• [What the task requires] Edit the lines that open with the line containing "Target: frog's mouth" and close with the line containing "POLYGON ((108 50, 108", replacing "mouth" with "eye" and keeping everything else the same. Return only those lines.

[Stored data entries]
--- Begin ---

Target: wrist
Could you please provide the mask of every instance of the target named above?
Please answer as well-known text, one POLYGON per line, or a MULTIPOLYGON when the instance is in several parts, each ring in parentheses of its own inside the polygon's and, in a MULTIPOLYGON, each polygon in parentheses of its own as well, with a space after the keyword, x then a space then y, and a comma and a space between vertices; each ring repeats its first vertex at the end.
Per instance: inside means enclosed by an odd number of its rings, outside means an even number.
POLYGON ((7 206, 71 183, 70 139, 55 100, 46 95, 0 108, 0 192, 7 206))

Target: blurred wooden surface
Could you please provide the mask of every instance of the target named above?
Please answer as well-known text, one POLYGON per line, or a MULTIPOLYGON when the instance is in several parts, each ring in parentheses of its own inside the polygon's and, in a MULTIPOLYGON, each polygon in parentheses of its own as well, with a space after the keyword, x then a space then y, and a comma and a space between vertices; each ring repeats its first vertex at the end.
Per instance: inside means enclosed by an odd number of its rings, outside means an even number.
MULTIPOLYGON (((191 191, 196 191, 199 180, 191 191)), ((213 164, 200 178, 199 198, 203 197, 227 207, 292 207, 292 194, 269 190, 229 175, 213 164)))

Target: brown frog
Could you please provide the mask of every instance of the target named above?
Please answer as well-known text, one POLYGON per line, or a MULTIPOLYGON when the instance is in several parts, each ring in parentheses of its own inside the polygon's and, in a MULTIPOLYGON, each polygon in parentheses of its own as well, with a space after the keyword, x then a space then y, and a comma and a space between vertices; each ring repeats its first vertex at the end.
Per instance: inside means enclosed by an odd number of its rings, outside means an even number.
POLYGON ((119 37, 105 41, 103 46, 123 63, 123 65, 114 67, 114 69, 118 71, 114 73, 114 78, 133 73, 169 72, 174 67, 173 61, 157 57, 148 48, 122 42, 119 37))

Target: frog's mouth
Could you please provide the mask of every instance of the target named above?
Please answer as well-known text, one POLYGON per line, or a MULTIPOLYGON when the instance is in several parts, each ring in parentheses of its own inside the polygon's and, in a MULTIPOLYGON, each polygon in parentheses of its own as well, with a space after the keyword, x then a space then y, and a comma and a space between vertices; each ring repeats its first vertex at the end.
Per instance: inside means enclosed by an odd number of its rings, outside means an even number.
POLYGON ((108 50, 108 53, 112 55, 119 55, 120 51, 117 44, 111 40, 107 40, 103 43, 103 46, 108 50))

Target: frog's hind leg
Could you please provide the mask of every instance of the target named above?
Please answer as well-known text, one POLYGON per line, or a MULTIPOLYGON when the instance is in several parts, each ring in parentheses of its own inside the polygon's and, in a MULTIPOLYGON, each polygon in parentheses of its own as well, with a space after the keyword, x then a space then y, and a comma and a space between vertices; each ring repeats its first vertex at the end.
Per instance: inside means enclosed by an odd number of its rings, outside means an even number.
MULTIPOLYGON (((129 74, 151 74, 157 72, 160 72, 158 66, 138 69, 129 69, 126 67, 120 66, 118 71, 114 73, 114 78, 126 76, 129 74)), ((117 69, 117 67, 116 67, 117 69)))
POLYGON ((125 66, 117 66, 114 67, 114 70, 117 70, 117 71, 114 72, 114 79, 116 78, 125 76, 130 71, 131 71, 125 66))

--- End ---

• [Output for this exercise]
Target: frog's eye
Could you please provide the mask of every instance of the target named above?
Please answer as well-known text, one POLYGON per line, or a MULTIPOLYGON when the instance is in several parts, each ring in parentheses of its own inside the polygon's and, in a MULTIPOLYGON, each polygon in parentheses of its own as well, with a space after the keyword, x then a space then y, and a comma and a space between vertices; each ring repeats its first vertex at the end.
Per instance: inside means enclosed by an odd number of its rings, outside means an even number.
POLYGON ((108 50, 108 53, 112 55, 119 55, 120 51, 117 44, 111 40, 107 40, 103 43, 103 46, 108 50))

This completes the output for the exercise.